(Data begins)
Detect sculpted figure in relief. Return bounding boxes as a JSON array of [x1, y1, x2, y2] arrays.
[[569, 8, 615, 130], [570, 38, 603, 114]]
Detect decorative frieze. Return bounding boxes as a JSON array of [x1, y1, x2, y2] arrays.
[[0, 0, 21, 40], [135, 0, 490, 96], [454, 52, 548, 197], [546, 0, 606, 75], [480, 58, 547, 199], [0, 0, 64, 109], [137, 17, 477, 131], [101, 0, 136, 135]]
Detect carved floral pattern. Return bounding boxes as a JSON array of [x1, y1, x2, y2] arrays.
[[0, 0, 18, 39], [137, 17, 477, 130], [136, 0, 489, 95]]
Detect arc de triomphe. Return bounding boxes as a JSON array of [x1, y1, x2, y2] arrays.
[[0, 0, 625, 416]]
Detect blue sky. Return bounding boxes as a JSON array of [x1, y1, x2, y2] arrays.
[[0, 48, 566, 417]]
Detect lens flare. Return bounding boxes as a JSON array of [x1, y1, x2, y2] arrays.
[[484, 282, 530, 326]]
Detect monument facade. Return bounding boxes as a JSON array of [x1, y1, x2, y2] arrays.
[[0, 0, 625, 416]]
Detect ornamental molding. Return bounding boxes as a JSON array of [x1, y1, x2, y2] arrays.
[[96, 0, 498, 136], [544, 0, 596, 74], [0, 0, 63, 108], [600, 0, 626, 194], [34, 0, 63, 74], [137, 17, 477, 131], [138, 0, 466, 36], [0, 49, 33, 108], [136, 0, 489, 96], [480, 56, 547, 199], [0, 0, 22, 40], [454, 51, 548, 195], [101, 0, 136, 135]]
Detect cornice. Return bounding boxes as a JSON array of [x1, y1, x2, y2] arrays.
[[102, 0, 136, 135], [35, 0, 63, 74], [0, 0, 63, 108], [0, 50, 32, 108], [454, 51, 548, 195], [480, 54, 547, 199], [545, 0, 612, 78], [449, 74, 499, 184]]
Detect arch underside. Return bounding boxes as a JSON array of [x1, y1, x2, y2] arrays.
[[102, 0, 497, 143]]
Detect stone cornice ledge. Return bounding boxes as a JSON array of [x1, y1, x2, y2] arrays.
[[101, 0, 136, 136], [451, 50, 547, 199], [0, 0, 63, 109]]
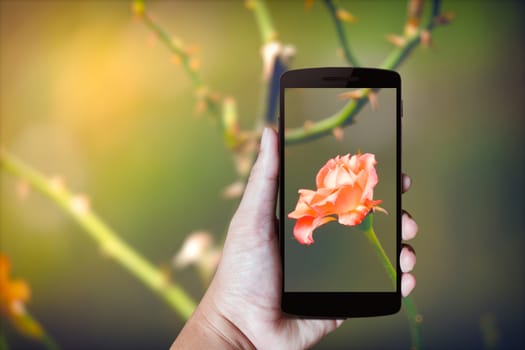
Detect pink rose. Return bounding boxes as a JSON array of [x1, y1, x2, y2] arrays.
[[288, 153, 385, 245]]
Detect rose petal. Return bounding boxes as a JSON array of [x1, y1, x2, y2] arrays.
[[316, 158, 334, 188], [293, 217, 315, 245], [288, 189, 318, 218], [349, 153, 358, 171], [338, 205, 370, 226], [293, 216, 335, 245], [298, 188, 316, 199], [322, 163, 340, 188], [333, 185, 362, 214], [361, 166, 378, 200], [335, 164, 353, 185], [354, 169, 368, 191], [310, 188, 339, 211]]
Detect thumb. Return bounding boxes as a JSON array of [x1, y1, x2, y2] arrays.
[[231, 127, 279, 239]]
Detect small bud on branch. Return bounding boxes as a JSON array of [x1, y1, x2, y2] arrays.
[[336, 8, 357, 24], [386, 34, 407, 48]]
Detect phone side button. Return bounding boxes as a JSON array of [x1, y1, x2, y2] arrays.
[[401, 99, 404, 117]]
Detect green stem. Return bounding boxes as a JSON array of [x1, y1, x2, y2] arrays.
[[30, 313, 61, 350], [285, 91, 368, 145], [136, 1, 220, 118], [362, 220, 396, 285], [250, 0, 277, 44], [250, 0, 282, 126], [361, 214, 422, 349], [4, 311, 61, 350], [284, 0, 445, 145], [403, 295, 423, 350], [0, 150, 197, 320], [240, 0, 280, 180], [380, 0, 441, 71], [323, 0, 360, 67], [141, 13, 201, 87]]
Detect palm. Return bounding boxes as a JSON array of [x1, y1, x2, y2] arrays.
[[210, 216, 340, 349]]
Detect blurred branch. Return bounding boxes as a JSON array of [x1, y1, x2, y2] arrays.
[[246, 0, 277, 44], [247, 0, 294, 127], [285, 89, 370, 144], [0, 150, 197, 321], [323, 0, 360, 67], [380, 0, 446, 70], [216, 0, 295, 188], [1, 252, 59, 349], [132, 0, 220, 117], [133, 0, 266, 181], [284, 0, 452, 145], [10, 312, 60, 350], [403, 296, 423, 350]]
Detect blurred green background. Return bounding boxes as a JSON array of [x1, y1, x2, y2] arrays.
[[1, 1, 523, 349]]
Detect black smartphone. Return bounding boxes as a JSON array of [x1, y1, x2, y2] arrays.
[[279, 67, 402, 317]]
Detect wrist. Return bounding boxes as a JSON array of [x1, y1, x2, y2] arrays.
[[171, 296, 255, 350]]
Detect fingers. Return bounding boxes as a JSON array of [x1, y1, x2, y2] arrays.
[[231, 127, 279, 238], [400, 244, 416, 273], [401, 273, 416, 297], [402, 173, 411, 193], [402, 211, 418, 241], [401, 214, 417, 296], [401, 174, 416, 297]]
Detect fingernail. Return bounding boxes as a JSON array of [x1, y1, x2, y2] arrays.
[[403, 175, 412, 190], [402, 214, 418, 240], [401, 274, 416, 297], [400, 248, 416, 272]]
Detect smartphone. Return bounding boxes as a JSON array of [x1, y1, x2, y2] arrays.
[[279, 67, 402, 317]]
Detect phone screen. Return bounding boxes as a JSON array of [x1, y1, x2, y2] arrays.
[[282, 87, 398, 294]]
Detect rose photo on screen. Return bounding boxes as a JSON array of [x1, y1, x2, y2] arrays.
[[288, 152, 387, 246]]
(Data ends)
Exercise —
In the entries above, copy the lines from the one that contains "Detect phone screen." through the last line, exactly as they appear.

Result below —
Detect phone screen. Return bounding boxes as a JSON array of [x1, y1, x2, y2] arrays.
[[282, 87, 398, 294]]
Detect rose photo on screen. Return bounding boxes as a JSON array of [x1, y1, x2, y2] arrays.
[[288, 152, 387, 246]]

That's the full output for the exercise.